■ WHAT THE TASK ASKS
Convert the data below into a numbered list with one line per entry, skipping any blank lines. Leave the pictures out of the list.

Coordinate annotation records
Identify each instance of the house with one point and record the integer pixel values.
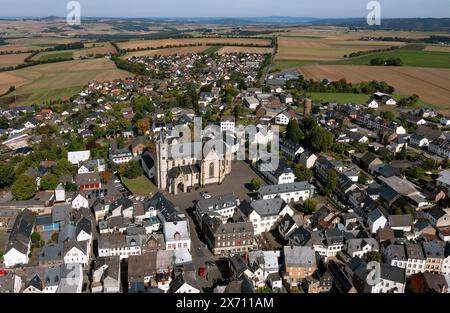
(230, 237)
(308, 159)
(106, 275)
(291, 192)
(119, 156)
(19, 241)
(76, 252)
(360, 246)
(370, 163)
(118, 244)
(227, 123)
(438, 217)
(440, 147)
(184, 282)
(222, 206)
(376, 220)
(265, 213)
(138, 146)
(89, 181)
(177, 235)
(290, 149)
(419, 141)
(428, 283)
(92, 166)
(372, 104)
(391, 279)
(299, 263)
(75, 157)
(261, 265)
(51, 255)
(251, 102)
(276, 171)
(434, 252)
(400, 222)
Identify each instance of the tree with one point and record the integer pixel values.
(302, 173)
(24, 188)
(293, 131)
(255, 184)
(320, 139)
(363, 178)
(373, 256)
(49, 181)
(6, 175)
(133, 170)
(142, 125)
(332, 181)
(54, 237)
(309, 206)
(35, 238)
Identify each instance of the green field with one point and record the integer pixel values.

■ WRITTEN ANSWER
1. Identify each instance of the house with one point and record the integer pixel values.
2. (230, 237)
3. (308, 159)
4. (106, 275)
5. (291, 192)
6. (119, 156)
7. (19, 241)
8. (76, 252)
9. (360, 246)
10. (370, 163)
11. (118, 244)
12. (227, 123)
13. (438, 217)
14. (440, 147)
15. (184, 282)
16. (222, 206)
17. (376, 220)
18. (265, 213)
19. (138, 146)
20. (89, 181)
21. (177, 235)
22. (290, 149)
23. (419, 141)
24. (428, 283)
25. (92, 166)
26. (372, 104)
27. (391, 279)
28. (299, 263)
29. (75, 157)
30. (261, 265)
31. (51, 255)
32. (251, 102)
33. (276, 171)
34. (434, 252)
35. (400, 222)
36. Identify each instance of the tree with one point and record the integer pixel values.
37. (302, 173)
38. (24, 188)
39. (293, 131)
40. (255, 184)
41. (320, 139)
42. (363, 178)
43. (373, 256)
44. (49, 181)
45. (6, 175)
46. (133, 170)
47. (142, 125)
48. (332, 181)
49. (54, 237)
50. (309, 206)
51. (35, 238)
52. Identify each instance of the green field with one point and record the integer pixel values.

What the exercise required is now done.